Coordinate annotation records
━━━━

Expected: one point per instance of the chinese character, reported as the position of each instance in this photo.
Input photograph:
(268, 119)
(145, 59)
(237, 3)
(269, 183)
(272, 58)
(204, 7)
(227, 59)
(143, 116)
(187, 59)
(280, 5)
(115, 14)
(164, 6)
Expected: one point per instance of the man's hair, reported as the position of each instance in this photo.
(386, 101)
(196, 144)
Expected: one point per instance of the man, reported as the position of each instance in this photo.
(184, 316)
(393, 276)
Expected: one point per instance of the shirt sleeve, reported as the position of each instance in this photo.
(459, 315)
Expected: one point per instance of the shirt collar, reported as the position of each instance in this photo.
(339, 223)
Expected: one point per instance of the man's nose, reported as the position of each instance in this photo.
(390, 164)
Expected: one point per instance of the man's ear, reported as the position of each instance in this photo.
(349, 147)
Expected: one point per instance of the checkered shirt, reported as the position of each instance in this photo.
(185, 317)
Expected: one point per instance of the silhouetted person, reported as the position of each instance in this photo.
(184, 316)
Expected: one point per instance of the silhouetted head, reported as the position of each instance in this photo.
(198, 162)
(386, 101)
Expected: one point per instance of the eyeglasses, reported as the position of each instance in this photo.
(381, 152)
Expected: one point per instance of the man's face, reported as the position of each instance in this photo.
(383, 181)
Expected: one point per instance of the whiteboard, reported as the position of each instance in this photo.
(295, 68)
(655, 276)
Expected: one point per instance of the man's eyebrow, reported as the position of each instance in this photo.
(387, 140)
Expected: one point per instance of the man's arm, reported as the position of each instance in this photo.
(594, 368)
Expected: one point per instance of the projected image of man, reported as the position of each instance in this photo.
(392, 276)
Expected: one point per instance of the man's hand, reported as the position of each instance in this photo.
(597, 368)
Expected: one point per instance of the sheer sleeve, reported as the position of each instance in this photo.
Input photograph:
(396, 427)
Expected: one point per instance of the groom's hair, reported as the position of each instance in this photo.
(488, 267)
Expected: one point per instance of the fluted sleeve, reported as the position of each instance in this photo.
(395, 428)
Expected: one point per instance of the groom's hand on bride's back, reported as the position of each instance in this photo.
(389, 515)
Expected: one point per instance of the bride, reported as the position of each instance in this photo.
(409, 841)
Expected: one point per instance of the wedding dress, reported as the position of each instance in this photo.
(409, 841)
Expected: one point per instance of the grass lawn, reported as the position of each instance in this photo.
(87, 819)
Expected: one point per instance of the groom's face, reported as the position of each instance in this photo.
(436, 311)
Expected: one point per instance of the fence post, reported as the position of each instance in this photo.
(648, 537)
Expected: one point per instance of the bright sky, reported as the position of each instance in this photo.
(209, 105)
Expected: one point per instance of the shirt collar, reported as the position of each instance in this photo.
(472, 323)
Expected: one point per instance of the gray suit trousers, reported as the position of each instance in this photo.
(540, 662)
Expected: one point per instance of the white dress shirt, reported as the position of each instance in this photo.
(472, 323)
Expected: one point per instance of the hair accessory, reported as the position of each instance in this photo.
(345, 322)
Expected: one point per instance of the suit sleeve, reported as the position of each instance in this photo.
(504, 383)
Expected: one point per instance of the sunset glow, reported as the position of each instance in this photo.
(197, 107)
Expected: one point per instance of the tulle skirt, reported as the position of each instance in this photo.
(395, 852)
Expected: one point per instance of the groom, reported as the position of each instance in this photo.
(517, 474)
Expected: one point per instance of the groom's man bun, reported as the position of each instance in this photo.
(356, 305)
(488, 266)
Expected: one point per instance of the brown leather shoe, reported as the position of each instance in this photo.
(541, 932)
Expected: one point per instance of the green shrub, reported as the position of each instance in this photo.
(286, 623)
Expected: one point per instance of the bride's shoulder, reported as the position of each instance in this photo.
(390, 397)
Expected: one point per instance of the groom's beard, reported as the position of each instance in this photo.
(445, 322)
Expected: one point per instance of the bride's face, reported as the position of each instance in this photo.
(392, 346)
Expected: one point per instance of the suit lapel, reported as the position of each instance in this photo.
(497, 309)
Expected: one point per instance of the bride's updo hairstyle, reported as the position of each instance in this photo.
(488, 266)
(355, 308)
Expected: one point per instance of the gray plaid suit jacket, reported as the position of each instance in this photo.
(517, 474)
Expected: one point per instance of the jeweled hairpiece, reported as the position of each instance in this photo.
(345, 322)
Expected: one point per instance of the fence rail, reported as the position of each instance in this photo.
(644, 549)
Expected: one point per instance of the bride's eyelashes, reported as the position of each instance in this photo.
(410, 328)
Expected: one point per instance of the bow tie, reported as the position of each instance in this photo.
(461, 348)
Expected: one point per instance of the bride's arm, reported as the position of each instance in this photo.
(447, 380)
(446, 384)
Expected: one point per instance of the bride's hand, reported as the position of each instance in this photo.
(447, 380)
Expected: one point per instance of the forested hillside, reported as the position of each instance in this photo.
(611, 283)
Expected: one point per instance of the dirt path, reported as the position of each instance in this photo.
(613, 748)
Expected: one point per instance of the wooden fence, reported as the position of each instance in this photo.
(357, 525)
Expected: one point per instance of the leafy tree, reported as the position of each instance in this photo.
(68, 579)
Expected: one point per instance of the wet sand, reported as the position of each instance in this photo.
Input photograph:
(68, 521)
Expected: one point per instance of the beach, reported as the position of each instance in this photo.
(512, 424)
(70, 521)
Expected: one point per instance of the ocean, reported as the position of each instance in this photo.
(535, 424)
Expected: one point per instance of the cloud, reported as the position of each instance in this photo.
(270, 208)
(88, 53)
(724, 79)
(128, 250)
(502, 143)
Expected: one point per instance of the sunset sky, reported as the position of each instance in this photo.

━━━━

Each line above is to be repeated exactly.

Expected: one point per instance of the chinese character, reported as the position of each instance in this photo.
Input photograph:
(268, 119)
(145, 59)
(237, 3)
(269, 183)
(272, 58)
(204, 7)
(227, 59)
(143, 116)
(187, 59)
(280, 5)
(115, 14)
(164, 6)
Expected: one point per instance of the man's hair, reported as the position of each instance in this photo.
(386, 101)
(196, 144)
Expected: one point per instance of the man, reported as the position of each instance in this photo.
(184, 316)
(393, 276)
Expected: one point per instance of the shirt sleeve, reported as the position of each instance in this photo.
(459, 315)
Expected: one point per instance of the shirt collar, reported as the position of each instance in this photo.
(339, 223)
Expected: one point per instance of the man's nose, reported as the position of each instance in this photo.
(390, 164)
Expected: one point per instance of the man's ear, reported as the position of each instance in this photo.
(349, 147)
Expected: one point per instance of the checkered shirt, reported as the position of each instance in this photo.
(185, 317)
Expected: one point per instance of the silhouetted person, reported as the position of each instance in this photo.
(184, 316)
Expected: one point per instance of the silhouetted head, reported as the position of each instance in this photo.
(198, 162)
(386, 101)
Expected: one point per instance of the eyeglasses, reported as the position of each instance in this photo.
(381, 152)
Expected: one point per instance of the man's face, reported as the position of each instance in this photo.
(383, 181)
Expected: one point per instance of the whiteboard, reported as the position of each instance in this photo.
(295, 68)
(655, 276)
Expected: one point per instance of the man's eyebrow, reported as the position of each instance in this photo.
(387, 140)
Expected: one point per instance of the man's arm, reported as the position of each instance in this photo.
(594, 368)
Expected: one point per instance of the projected image of man, reported as the position of each instance in this photo.
(392, 276)
Expected: one point per instance of the man's hand, reported as the position of each instance in this photo.
(597, 368)
Expected: one point per instance of the sheer sleeve, reported as the position of each instance in this photo.
Input photograph:
(396, 427)
Expected: one point per instance of the groom's hair, reported as the position of each instance in this photo.
(488, 267)
Expected: one point per instance of the fluted sleeve, reported as the position of each instance in this photo.
(395, 428)
Expected: one point per instance of the groom's hand on bride's back, reported as the position of each instance in this photo.
(389, 515)
Expected: one point per instance of the bride, reported as the position of each instance in this photo.
(409, 841)
Expected: one point per instance of the wedding dress, reported as the position of each instance in this photo.
(409, 841)
Expected: one point per instance of the grass lawn, reported as the position of each instance in this photo.
(87, 819)
Expected: one point per instance of the groom's face, reported as the position of each instance in this photo.
(436, 311)
Expected: one point per instance of the fence post, reported as the position of each instance in this photo.
(648, 537)
Expected: one point per instance of the bright sky, reported as the position of each instance in this photo.
(209, 105)
Expected: one point per instance of the shirt collar, reported as the position of each instance in this photo.
(472, 323)
Expected: one point per instance of the gray suit trousers, reported as the position of each instance in this photo.
(540, 662)
Expected: one point per instance of the white dress shirt, reported as the position of each instance in this photo.
(472, 323)
Expected: one point per instance of the hair accessory, reported as the position of each instance in this photo.
(345, 322)
Expected: one point per instance of the suit sleeve, reported as the position of each instance in this photo.
(504, 383)
Expected: one point per instance of the sunset glow, reported as the position of each instance in this photo.
(197, 107)
Expected: one point per instance of the tulle skirt, reported as the position of each instance in this photo.
(395, 852)
Expected: one point per instance of the groom, reported as the position of each instance in this photo.
(517, 474)
Expected: one point per instance of the groom's man bun, reported as the position of each instance in this photo.
(356, 305)
(488, 266)
Expected: one point per instance of the brown leather shoe, reported as the position of each instance in this photo.
(541, 932)
Expected: one point per instance of the green shrub, reported as the position of each instance in this photo.
(286, 623)
Expected: one point per instance of the bride's shoulder, reported as the position of each instance in this photo.
(390, 397)
Expected: one point per instance of the groom's beard, reported as the position of each instance in this photo.
(445, 322)
Expected: one point per instance of the bride's face, reported as the position of each instance in this photo.
(392, 346)
Expected: one point per instance of the suit lapel, reported as the position of each instance in this photo.
(497, 309)
Expected: one point per instance of the bride's updo hairstyle, reported as the position of each instance in this photo.
(488, 266)
(355, 308)
Expected: one point per instance of the gray plaid suit jacket, reported as the position of each instance in this photo.
(517, 474)
Expected: one point per instance of the jeweled hairpiece, reported as the position of each instance in this photo.
(345, 322)
Expected: one point per instance of the fence rail, reported as the position of each instance in this photo.
(644, 549)
Expected: one point per instance of the bride's eyelashes, reported as the position of each instance in this photo.
(410, 328)
Expected: one point per instance of the bow tie, reported as the position of each instance in this photo.
(461, 348)
Expected: one point per instance of the bride's arm, reported as the position of each instance in this photo.
(447, 380)
(446, 384)
Expected: one point per instance of the bride's hand, reported as the position of each instance in this photo.
(447, 380)
Expected: one point per instance of the forested hillside, reported as the position of each instance in this photo.
(611, 283)
Expected: one point per instance of the dirt path, reported as the position of each instance in this photo.
(613, 748)
Expected: one point per instance of the wooden fence, reported as the position of each instance in this photo.
(357, 525)
Expected: one point per instance of the leafy tree, reported as the position of each instance in this photo.
(68, 579)
Expected: one point per instance of the wet sand, reported as the position of each instance in this photo.
Input photograph:
(68, 521)
Expected: one point per instance of the beach, reported as the position of each instance in this photo.
(512, 424)
(70, 521)
Expected: one point per instance of the ocean, reported as the position of each instance in this photo.
(535, 424)
Expected: one point per instance of the cloud, reported as the position of each instance in this photo.
(270, 208)
(88, 53)
(724, 79)
(128, 250)
(502, 143)
Expected: one point per instance of the sunset sky, reported as the position of each instance in this photo.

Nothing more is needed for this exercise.